◆ **Text extract**:

The warehouse in Hazel Dell, for instance, has altered the layout of its large tent to encourage social distancing. It will also have other features, including about 3,500 masks for customers and employees, and disinfecting stations.
However, in order to encourage distancing, the warehouse will not have its typical bounce house or complimentary soda concession trailer.
“We found ways around it within the rules and regulations to keep everybody safe,” Operations Manager Robert Holmes said. “It’s the same aspects of what we do every year. It’s just a little more rigorous.”
As sales have skyrocketed, complaints have risen, as well, a trend that governments in Clark County are attempting to mitigate.
Those who use them illegally, including curfew or device-type violations, could face fines starting at $500 for the first offense.
Use, possession or sale of fireworks is banned in Vancouver. The Vancouver Fire Marshal’s Office will have extra officers for enforcement on the Fourth of July.
“Public safety agencies spend an extraordinary amount of resources responding to fireworks-related incidents, which can have a negative effect on the response time for other life-threatening emergency calls for service,” Vancouver Fire Marshal Heidi Scarpelli said.
Illegal fireworks include firecrackers, salutes, chasers, skyrockets, bottle rockets, M-80s, M-1000s and homemade devices.
Fireworks can contain heavy metals and other chemicals that can cause environmental damage when washed into storm drains. Those hoping to avoid littering violations can sweep up and dispose of firework debris and avoid lighting them near waterways.
Local fire officials advise fireworks users to have water hoses ready when lighting. If fireworks light but don’t explode, users are advised to wait at least 15 minutes before approaching and placing them in water.
Residents should place used fireworks in buckets of water overnight before throwing them in garbage cans — rather than recycling bins. Fireworks are not advised near structures or vegetation.
“Improper use of fireworks can lead to unintended injuries and structure or grass fires,” Battle Ground Fire Marshal Chris Drone said. “Being prepared, safe and responsible is key to a fun and worry-free Fourth of July celebration.”
Illegal fireworks use can be reported by dialing 311 or, if there’s an ongoing emergency, 911.
Additional information, including an interactive map and online chart of fireworks rules in specific areas, can be found at www.clark.wa.gov/community-development/fireworks.

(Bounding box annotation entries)
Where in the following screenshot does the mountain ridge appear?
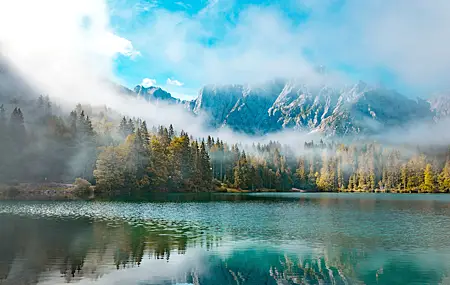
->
[135,80,440,136]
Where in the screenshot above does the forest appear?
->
[0,96,450,196]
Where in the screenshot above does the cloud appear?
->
[126,1,341,86]
[114,0,450,92]
[174,1,192,9]
[102,33,141,59]
[305,0,450,88]
[166,78,184,86]
[141,78,156,88]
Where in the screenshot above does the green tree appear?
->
[421,163,436,192]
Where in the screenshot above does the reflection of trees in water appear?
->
[0,216,446,285]
[0,216,220,285]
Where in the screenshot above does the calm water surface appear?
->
[0,193,450,285]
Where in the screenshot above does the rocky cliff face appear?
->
[428,91,450,120]
[179,81,439,136]
[134,85,179,104]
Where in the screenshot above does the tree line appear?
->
[0,96,450,196]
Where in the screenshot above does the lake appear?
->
[0,193,450,285]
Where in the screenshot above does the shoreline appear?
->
[0,182,448,201]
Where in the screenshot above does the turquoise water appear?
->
[0,193,450,284]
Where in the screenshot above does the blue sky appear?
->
[108,0,450,98]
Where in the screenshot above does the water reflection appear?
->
[0,195,450,285]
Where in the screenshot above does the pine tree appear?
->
[438,160,450,192]
[421,163,436,192]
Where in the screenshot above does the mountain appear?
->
[428,91,450,120]
[134,85,180,104]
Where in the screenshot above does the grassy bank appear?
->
[0,183,79,200]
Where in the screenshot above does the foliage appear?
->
[0,96,450,196]
[73,178,93,197]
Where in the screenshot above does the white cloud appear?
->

◆ **Given exercise 1**:
Copy the passage of the fireworks article starting at "The warehouse in" and ending at "attempting to mitigate.".
◆ **Given exercise 2**:
Arrange the entries as a numbered list, omitting blank lines, starting at the line that contains "Where in the screenshot above does the lake" and ending at the last line of the entries.

◆ **Finished answer 1**:
The warehouse in Hazel Dell, for instance, has altered the layout of its large tent to encourage social distancing. It will also have other features, including about 3,500 masks for customers and employees, and disinfecting stations.
However, in order to encourage distancing, the warehouse will not have its typical bounce house or complimentary soda concession trailer.
“We found ways around it within the rules and regulations to keep everybody safe,” Operations Manager Robert Holmes said. “It’s the same aspects of what we do every year. It’s just a little more rigorous.”
As sales have skyrocketed, complaints have risen, as well, a trend that governments in Clark County are attempting to mitigate.

◆ **Finished answer 2**:
1. Where in the screenshot above does the lake appear?
2. ->
3. [0,193,450,285]
4. Where in the screenshot above does the shoreline appear?
5. ->
6. [0,182,448,201]
7. Where in the screenshot above does the turquoise water appear?
8. ->
9. [0,193,450,284]
10. Where in the screenshot above does the blue sky appear?
11. ->
12. [108,0,450,98]
13. Where in the screenshot above does the water reflection appear?
14. ->
15. [0,195,450,285]
16. Where in the screenshot above does the pine tree appear?
17. ->
18. [438,160,450,192]
19. [421,163,436,192]
20. Where in the screenshot above does the mountain appear?
21. ->
22. [428,91,450,120]
23. [134,85,180,104]
24. Where in the screenshot above does the grassy bank appear?
25. ->
26. [0,183,79,200]
27. Where in the screenshot above does the foliage appear?
28. ->
29. [0,96,450,196]
30. [73,178,93,197]
31. Where in the screenshot above does the white cloud appear?
32. ->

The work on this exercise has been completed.